Goal of the exercise ▸ Write out the entries below once more, exactly.

[Records from a dataset]
┌──

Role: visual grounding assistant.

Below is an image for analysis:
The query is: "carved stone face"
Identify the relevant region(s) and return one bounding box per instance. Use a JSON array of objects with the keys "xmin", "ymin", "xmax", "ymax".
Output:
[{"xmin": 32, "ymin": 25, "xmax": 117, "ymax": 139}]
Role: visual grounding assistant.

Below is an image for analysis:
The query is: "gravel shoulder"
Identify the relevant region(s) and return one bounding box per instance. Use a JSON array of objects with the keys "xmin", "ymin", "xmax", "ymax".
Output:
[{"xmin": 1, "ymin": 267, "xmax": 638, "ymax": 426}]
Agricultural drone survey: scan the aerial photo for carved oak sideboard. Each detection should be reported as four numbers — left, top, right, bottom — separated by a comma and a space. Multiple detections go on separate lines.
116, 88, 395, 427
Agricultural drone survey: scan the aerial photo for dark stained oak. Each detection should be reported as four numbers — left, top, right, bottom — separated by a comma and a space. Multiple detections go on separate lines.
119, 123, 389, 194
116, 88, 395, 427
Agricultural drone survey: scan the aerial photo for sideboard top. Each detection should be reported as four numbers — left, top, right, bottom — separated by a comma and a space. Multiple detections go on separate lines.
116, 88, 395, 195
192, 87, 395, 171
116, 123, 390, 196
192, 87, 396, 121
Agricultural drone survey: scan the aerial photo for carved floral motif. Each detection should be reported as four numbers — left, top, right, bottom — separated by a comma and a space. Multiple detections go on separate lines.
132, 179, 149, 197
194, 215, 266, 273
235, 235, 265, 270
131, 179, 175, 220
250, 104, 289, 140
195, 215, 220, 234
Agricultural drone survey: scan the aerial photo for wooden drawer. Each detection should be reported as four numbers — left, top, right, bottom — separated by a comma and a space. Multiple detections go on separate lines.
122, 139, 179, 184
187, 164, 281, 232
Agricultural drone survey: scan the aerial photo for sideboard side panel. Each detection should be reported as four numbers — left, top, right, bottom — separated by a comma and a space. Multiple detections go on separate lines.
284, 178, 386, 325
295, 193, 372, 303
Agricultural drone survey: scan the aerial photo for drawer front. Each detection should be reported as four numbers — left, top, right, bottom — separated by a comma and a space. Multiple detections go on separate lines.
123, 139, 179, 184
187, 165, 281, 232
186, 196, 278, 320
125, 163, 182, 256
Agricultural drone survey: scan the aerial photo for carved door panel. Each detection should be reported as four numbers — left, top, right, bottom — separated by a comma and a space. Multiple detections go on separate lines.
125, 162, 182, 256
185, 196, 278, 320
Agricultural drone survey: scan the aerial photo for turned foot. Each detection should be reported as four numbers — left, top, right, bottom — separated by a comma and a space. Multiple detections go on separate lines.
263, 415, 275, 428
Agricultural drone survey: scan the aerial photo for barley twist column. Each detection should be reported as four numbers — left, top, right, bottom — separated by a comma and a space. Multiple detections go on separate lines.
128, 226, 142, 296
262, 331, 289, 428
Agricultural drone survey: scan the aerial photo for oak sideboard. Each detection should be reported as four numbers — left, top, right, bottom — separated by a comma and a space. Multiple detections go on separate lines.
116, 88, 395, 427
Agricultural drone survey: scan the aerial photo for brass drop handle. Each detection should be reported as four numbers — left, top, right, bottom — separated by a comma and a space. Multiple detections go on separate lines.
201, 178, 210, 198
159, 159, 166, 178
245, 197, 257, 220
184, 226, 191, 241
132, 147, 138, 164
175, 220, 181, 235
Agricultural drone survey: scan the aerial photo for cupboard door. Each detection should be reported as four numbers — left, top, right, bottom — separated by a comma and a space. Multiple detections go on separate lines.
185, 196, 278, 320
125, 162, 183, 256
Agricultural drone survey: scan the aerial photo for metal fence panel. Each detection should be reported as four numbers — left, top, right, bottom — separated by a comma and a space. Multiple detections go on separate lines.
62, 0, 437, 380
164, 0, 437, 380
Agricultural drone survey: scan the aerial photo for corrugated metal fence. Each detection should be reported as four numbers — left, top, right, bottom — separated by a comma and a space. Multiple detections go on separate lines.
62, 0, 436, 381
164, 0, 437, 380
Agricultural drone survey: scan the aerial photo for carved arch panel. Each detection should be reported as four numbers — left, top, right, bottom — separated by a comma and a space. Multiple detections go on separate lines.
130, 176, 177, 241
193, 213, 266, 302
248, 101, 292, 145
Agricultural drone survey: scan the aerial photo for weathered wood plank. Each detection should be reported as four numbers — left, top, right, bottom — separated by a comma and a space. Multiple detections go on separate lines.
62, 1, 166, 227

└──

Answer to this exercise ▸
Role: visual grounding assistant.

Below is an image for analysis:
The query is: "carved stone face"
Identify the relevant region(s) and return one bounding box per instance. Use a JSON array of objects with the keys "xmin", "ymin", "xmax", "ymax".
Output:
[{"xmin": 32, "ymin": 25, "xmax": 117, "ymax": 139}]
Role: visual grounding assistant.

Below is an image for analysis:
The query is: "gravel shoulder"
Identify the relevant region(s) and return one bounding box per instance. Use a JSON array of objects with the keys "xmin", "ymin", "xmax", "ymax".
Output:
[{"xmin": 1, "ymin": 267, "xmax": 638, "ymax": 426}]
Agricultural drone survey: scan the aerial photo for carved oak sideboard. Each detection should be reported as four numbers — left, top, right, bottom — separated by a comma and a space. Multiple detections go on separate lines.
116, 88, 395, 427
Agricultural drone survey: scan the aerial photo for dark stained oak. Each detection should be reported as four numbers — left, top, right, bottom — separated by a comma and a space. Multiple detections go on separate lines.
119, 123, 389, 194
116, 88, 395, 427
Agricultural drone survey: scan the aerial photo for sideboard top. Each detection should be reported as four numbers — left, top, right, bottom — separated by a comma and a space. Multiple detections go on separate lines.
116, 88, 395, 195
192, 87, 395, 171
116, 123, 390, 196
192, 87, 396, 121
Agricultural drone survey: scan the aerial photo for carved floral motif. Each detection should be reported as four numbers — left, top, right, bottom — separated by a comma and a space. Multiple detections go on separate lines.
132, 179, 149, 197
194, 215, 266, 273
235, 235, 265, 270
131, 179, 175, 220
250, 104, 289, 140
195, 215, 220, 234
Agricultural drone survey: scan the aerial photo for wooden drawer. Each detection should be reported as four numbers — left, top, right, bottom — separated by a comma and a space. Multiple detections go on separate lines.
122, 139, 179, 184
187, 164, 281, 232
Agricultural drone survey: scan the aerial photo for sideboard side panel. Each detection should be reported as four numbers — left, top, right, bottom — separated by a comma and a space. Multiple detections go on separate lines.
284, 178, 386, 325
295, 193, 372, 303
Agricultural drone survey: scan the aerial photo for drawer front. Each detection should be reported as four numbers — left, top, right, bottom — separated by a comma and a space. Multiple detections go on separate lines.
123, 139, 179, 184
187, 165, 281, 232
186, 196, 278, 320
125, 163, 182, 256
Agricultural drone survey: scan the aerial photo for carved door panel. Each detection should be reported as four numbers — left, top, right, bottom — separated by a comma and a space. Multiple detections go on separate lines.
125, 162, 182, 256
185, 196, 278, 320
Agricultural drone survey: scan the aerial photo for turned foot. Each detection should be reported as four numbers — left, top, right, bottom — separated by a comma and a space. Multiple detections go on separate lines.
263, 415, 275, 428
Agricultural drone survey: scan the aerial photo for barley twist column. Each detection should be reported as four numbers — left, top, right, bottom — separated by a comma and a space. Multiple detections go on separate lines.
128, 226, 142, 296
262, 331, 289, 428
Agricultural drone survey: scan the aerial photo for oak sideboard. Each detection should be reported as four numbers — left, top, right, bottom — separated by a comma and a space. Multiple detections go on separate lines.
116, 88, 395, 427
Agricultural drone survey: scan the aerial photo for brass drop handle. Each detection should be reported as four numbers — left, top, right, bottom — separated by a comma and a space. Multiple detections go on separate lines.
201, 178, 210, 198
159, 159, 166, 178
245, 197, 257, 220
184, 226, 191, 241
132, 147, 138, 164
175, 220, 181, 235
Agricultural drone survey: scan the aerial photo for cupboard door. Each detection should be reported as four numbers — left, top, right, bottom — separated by a comma and a space. Multiple detections go on separate lines.
185, 196, 278, 320
125, 162, 183, 256
Agricultural drone survey: scan the aerial photo for metal fence panel. Each detection should be reported as four numbers — left, top, right, bottom — separated by a comma and a space. Multiple detections go on separate lines.
62, 0, 437, 380
164, 0, 437, 380
Agricultural drone survey: scan the aerial photo for corrugated metal fence. Each detection should be reported as four numbers — left, top, right, bottom — separated by a comma and a space. Multiple detections go on separate lines.
62, 0, 436, 381
164, 0, 437, 380
Agricultural drone survey: scan the aerial photo for carved arch panel. Each detection should be reported as four numbers — left, top, right, bottom — separated by a comma and a space. Multiple detections go on separate lines.
130, 176, 177, 241
193, 213, 266, 302
248, 101, 292, 145
Agricultural drone survey: scan the aerial photo for weathered wood plank. Each detection should be reported as four numbers — left, top, right, bottom — separated by a comma and a space. Multiple detections go on separate lines.
62, 1, 166, 227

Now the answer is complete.